DOCUMENT SECTION:
- - - - - - -

## Index of Refraction of a Prism

### Task number: 2326 We made a measurement to determine the refractive index $$n$$ of glass of a triangular prism as shown in the figure on the right.

We let a narrow beam of light hit the first boundary at an angle $$\theta$$ such that it was refracted on the second boundary at the same angle $$\theta$$.

We found out that the angle of deviation - which is the total deflection of a ray when passing through a prism – is $$\psi$$.

Find a relation which we can use to determine the unknown index of refraction $$n$$ from the measured values $$\varphi,\psi$$.

• #### Theory

When the ray is refracted on a boundary of two optical media (a and b) we can use Snell’s law of refraction:

$\frac{\sin \alpha}{\sin \beta} = \frac{n_b}{n_a},$

where $$\alpha$$ is the angle of incidence, $$\beta$$ the angle of refraction and $$n_a, n_b$$ the indices of refraction of the optical media.

• #### Hint 1 – law of refraction

We aim to determine the dependence of the index of refraction $$n$$ on angles $$\varphi$$ and $$\psi$$. We can see the relation between the index of refraction and the angles from the law of refraction on the boundary – write it.

- - - - - - -

DIRECTIONS: Condense the paragraph of the prism problem above that begins "We aim to determine" into a shorter version that keeps its main facts.

INFORMATION GIVEN:
- - - - - - -

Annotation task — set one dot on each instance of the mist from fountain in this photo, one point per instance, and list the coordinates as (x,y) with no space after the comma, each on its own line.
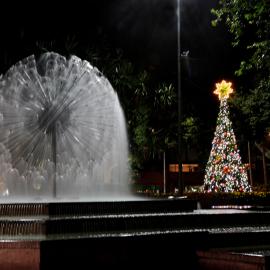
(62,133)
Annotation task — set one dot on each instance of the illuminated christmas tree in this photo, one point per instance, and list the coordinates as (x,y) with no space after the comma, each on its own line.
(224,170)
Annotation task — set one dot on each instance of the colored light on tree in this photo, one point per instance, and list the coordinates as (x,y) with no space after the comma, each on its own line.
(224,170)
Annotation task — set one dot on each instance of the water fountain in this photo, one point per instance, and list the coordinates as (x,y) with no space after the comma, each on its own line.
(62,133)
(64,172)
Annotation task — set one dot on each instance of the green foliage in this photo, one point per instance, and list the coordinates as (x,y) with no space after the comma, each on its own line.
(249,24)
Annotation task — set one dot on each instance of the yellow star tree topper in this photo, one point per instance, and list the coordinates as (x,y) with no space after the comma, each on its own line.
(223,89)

- - - - - - -

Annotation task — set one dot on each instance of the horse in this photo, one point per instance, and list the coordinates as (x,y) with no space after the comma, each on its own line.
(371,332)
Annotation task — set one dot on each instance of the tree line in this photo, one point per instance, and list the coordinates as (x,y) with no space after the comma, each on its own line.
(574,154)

- - - - - - -

OUTPUT OF THE EXERCISE: The goal is to find how the index of refraction n depends on the angles φ and ψ. The law of refraction at the boundary shows this relation, so write it out.